Stored data:
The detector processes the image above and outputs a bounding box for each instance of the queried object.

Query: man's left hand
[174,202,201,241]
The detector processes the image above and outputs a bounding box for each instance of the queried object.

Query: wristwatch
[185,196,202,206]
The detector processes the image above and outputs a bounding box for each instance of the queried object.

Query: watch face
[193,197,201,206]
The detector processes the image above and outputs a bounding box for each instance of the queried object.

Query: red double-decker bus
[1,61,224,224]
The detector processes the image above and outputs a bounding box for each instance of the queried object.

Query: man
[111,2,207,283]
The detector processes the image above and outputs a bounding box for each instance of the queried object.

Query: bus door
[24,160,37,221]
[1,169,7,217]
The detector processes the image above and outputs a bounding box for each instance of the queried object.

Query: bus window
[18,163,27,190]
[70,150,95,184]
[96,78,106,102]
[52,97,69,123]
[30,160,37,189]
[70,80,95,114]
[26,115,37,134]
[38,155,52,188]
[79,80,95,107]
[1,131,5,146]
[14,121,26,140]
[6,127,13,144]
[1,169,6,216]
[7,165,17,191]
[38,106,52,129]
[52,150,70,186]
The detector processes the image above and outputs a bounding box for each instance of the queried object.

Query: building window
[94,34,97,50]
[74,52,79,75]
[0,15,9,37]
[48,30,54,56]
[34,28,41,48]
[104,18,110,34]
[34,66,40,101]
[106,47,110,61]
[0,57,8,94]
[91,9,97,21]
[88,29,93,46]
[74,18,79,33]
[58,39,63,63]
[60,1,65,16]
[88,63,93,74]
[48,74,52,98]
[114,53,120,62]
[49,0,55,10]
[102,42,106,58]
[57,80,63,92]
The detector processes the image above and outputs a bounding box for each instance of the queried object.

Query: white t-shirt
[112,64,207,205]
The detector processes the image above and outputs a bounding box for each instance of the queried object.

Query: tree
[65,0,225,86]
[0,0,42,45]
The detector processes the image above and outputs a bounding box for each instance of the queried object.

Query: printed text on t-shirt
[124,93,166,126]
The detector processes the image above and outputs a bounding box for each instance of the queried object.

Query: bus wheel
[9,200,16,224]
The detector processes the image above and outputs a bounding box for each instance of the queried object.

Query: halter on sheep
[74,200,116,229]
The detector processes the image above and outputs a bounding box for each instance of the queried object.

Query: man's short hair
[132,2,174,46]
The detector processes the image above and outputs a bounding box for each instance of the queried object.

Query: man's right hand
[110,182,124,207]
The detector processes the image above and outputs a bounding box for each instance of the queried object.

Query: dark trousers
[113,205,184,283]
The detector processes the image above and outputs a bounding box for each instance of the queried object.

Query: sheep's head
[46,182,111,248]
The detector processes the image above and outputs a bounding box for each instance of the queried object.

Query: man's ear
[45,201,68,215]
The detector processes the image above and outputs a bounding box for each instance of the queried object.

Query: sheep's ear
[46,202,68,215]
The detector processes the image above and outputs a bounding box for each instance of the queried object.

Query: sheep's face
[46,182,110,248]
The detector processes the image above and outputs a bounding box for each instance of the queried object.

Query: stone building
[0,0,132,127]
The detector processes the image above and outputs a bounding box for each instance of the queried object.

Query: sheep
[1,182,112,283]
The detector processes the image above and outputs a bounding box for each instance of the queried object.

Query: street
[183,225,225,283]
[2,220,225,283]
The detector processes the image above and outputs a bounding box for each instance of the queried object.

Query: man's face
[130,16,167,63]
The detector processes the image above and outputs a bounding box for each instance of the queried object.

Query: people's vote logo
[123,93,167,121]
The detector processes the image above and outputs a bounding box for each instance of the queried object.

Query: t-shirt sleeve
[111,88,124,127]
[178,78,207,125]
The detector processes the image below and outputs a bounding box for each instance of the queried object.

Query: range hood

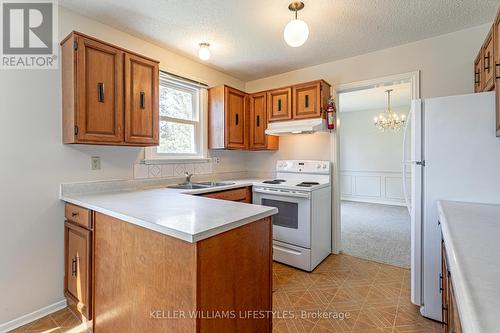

Work to do: Copy all of the lines above word for word, but leave the picture out of your answer.

Solution:
The detector processes the image above and outputs a bounding box for each instance of the queried object.

Query: man's left hand
[174,202,201,241]
The detector processes the image above and outputs a bounding box for each instance of the queried object.

Query: wristwatch
[185,196,202,206]
The detector processes the image above and outputs a bounding box for each instance of the queried object.

Query: watch face
[193,197,201,206]
The detector processes the image above and outputs a bounding box for each instance of the queried object.

Query: red double-decker bus
[1,61,224,224]
The detector processes the image above and outputs a bounding box for each instance of the queried object.

Query: man
[111,2,207,283]
The detector processes the image above and outputs a bounding box for each instance of the queried object.

Query: bus door
[24,160,37,221]
[1,169,7,217]
The detector processes the image above and outputs a bounding box for each instance of the queried object.

Query: bus window
[18,163,27,190]
[70,150,95,184]
[96,78,106,102]
[52,97,69,123]
[30,160,37,189]
[70,80,95,114]
[26,115,37,134]
[38,155,52,188]
[79,80,95,107]
[1,131,5,146]
[14,121,26,140]
[6,127,13,144]
[1,169,6,216]
[7,165,17,191]
[38,106,52,129]
[52,150,70,186]
The detector processes the image above and outputs a bounding box for each instance of the queried object.

Query: building window
[94,34,97,50]
[74,52,79,75]
[0,15,9,37]
[48,30,54,56]
[34,28,41,48]
[104,18,110,34]
[34,66,40,101]
[106,47,110,61]
[0,57,8,94]
[91,9,97,21]
[88,29,93,46]
[74,18,79,33]
[58,39,63,63]
[60,1,65,16]
[88,63,93,74]
[48,74,52,98]
[114,53,120,62]
[49,0,55,10]
[102,42,106,58]
[57,80,63,92]
The detector processes the image above and outputs a bounding box for each instance of the queried object.

Query: white t-shirt
[112,64,207,205]
The detector processes the image above and outputs a bounding box for each instance of the queried object.

Query: tree
[65,0,225,86]
[0,0,42,45]
The detector processes the image above and outputs a bounding box for each instance of the queried object.

Query: printed text on t-shirt
[124,93,166,126]
The detector processes the image above and outputs a bounding box for each instance of the queried object.

Query: bus wheel
[9,200,16,224]
The detector processes the image above and outputs a bounding box for each instance of the queried object.

Query: halter on sheep
[74,200,116,229]
The detector processes the image above and outputs a bounding box for each instance of the queried object.

Query: man's short hair
[132,2,174,46]
The detector processes the image above and outputs a bounding box for each instance of the queried object.

Query: man's right hand
[110,182,124,207]
The detector processes the image above and outputs a bounding box for each instance of the queried object.

Query: dark trousers
[113,205,184,283]
The detector processes the image above and outputs a bounding box for each instance of the queried object.

Query: sheep's head
[46,182,111,248]
The detector processes the image above and outputs a bounding box for each instance of the queried object.

Query: man's ear
[45,201,68,215]
The detector processes the image above and outputs a bounding box for each instance of the queried object.

Query: sheep's ear
[46,202,68,215]
The detector processes the image above and outputs a bounding box for each instance of the queried object.

Query: sheep's face
[46,182,110,248]
The detector processes the image above and outputs a bounding box for each instance of the queried object.

Query: stone building
[0,0,132,127]
The detector processes the image above and outputs a bounding box for each instance of the queried object.

Query: sheep
[1,182,112,283]
The detector processes the image above and outputs a bounding box for each instance of the queried object.

Query: street
[183,225,225,283]
[2,220,225,283]
The detector processes the image above and outputs a bounding box for each instance of the queried object.

Query: man's face
[130,16,167,63]
The detector processes the image above and outputs a bounding box for each instance of the queried object.

Query: people's vote logo
[123,93,167,121]
The detector processes the image above and outputs a bounding box for each instance of the queried object.

Query: t-shirt sleeve
[111,88,124,127]
[178,78,207,125]
The detector processes the image below and outputs a bounding box for each instance of the queried object.

Query: range hood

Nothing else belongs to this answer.